Frankreich sucht Grösse im Erbe und kramt in der Krise seine alte Revolution hervor. Freiheit, wusste Albert Camus, sähe anders aus. Wie hellsichtig der Literat die Heilsversprechen der Geschichte und ihrer Revolutionen entlarvte, zeigt die Biographie von Martin Meyer.

Je tiefer Frankreichs Kopf im Sand steckt, desto sicherer sitzt eine rote Mütze drauf. Sich in der Geschichte zu vergraben, mag keine singulär französische Eigenart sein, zu überbieten ist die «Grande Nation» im Feiern der eigenen Vergangenheit aber schwerlich. Frankreich ist seit je ausnehmend geschichtsbewusst; seit es aber als abgehalfterte Weltmacht gelten darf, ist das Land umso stärker darauf bedacht, seine Misere mit alter Glorie zu überblenden: Hüben wie drüben ziehen französische Politiker bewehrt mit Bastillen, Kokarden und anderen revolutionären Versatzstücken in den Wahlkampf – um nach geschlagener Schlacht eine verkrustete Nation zu verwalten.

Man möchte den Franzosen in dieser Situation empfehlen, ihren historischen Fundus nach unverstaubteren Perlen zu durchsuchen und die Bücher von Albert Camus hervorzunehmen: Kaum ein Autor hat auf ähnlich stringente Weise darauf gedrängt, der Gegenwärtigkeit ins Auge zu blicken, anstatt sich von den Sirenengesängen der Geschichte und ihrer selbsternannten Meister verführen zu lassen. Wohl, so Camus’ Credo, erkennt die Sinnlosigkeit der Welt, wer offenen Auges und ohne Ausflucht in historische Hoffnungen vor ihr steht. Doch birgt dieser unverstellte Blick zugleich das Glück, die zufällige Existenz im Hier und Jetzt selbstbestimmt gestalten und also «die Freiheit leben» zu können.

==============================

AUFGABEN:
• 1. Wiederhole aus dem Text über Frankreich und Camus wortgetreu alles von „Je tiefer Frankreichs“ bis hinunter zu „Nation zu verwalten.“.
• 2. Womit ziehen französische Politiker laut dem Text über Frankreich und Camus in den Wahlkampf?
• 3. Schreibe den Text über Frankreich und Camus im Anschluss an seinen letzten Satz weiter.

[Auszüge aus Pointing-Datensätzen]
==============================

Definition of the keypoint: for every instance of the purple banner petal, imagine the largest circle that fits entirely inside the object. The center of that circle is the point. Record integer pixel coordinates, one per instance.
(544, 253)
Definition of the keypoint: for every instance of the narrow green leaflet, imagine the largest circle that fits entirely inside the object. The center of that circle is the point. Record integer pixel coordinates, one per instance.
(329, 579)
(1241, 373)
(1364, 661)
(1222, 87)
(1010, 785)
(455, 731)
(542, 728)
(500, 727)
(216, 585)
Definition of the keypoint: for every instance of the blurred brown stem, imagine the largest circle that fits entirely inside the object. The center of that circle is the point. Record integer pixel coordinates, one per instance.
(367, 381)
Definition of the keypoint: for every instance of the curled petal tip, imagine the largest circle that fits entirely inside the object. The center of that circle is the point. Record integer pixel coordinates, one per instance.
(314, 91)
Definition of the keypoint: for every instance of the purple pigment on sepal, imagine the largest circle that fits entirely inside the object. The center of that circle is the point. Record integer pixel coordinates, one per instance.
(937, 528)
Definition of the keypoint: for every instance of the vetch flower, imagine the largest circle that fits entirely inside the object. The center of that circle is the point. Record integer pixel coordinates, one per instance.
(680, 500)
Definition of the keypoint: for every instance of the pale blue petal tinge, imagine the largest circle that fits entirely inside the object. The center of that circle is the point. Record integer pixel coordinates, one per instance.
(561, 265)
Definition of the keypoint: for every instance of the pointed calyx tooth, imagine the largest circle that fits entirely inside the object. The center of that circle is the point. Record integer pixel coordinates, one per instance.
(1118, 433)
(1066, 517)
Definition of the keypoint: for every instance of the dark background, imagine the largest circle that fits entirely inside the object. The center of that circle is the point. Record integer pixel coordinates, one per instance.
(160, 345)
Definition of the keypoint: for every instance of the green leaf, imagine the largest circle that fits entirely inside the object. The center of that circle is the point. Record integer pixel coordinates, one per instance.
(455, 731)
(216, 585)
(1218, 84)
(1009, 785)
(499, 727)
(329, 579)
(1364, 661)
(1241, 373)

==============================

LÖSUNGEN:
• 1.
Je tiefer Frankreichs Kopf im Sand steckt, desto sicherer sitzt eine rote Mütze drauf. Sich in der Geschichte zu vergraben, mag keine singulär französische Eigenart sein, zu überbieten ist die «Grande Nation» im Feiern der eigenen Vergangenheit aber schwerlich. Frankreich ist seit je ausnehmend geschichtsbewusst; seit es aber als abgehalfterte Weltmacht gelten darf, ist das Land umso stärker darauf bedacht, seine Misere mit alter Glorie zu überblenden: Hüben wie drüben ziehen französische Politiker bewehrt mit Bastillen, Kokarden und anderen revolutionären Versatzstücken in den Wahlkampf – um nach geschlagener Schlacht eine verkrustete Nation zu verwalten.

• 2. Mit Bastillen, Kokarden und anderen revolutionären Versatzstücken.

• 3.
Unter ebendiesem Titel ist in der Biographie, die Martin Meyer zum 100. Geburtstag von Albert Camus verfasst hat, die stupende philosophische Kohärenz eines Gesamtwerks zu entdecken, das in den meisten aus Gymnasialzeiten bestückten Bücherregalen durch einzelne Bände und in den zugehörigen Köpfen mit einigen Schlagworten vertreten ist. «Heiligt der Zweck die Mittel?», fragt etwa eine Randnotiz in meiner Ausgabe von «Les Justes», dem Drama, in dem eine Gruppe russischer Revolutionäre die Welt mit Bomben zu verbessern hofft. Auch wer die «richtige» Antwort noch aus der Schule kennt, dürfte dank Meyer Neues lernen: Mit präzisen philosophiegeschichtlichen Einbettungen führt er die Leser durch Camus’ Werk und macht dabei die gedanklichen Zusammenhänge zwischen Texten verschiedenster Gattung deutlich. Zu den zentralen Einsichten gehört so etwa, dass hinter der Schlüsselfrage der «Justes» eine für das revolutionsverliebte Frankreich geradezu revolutionäre Revolutionsphilosophie stand.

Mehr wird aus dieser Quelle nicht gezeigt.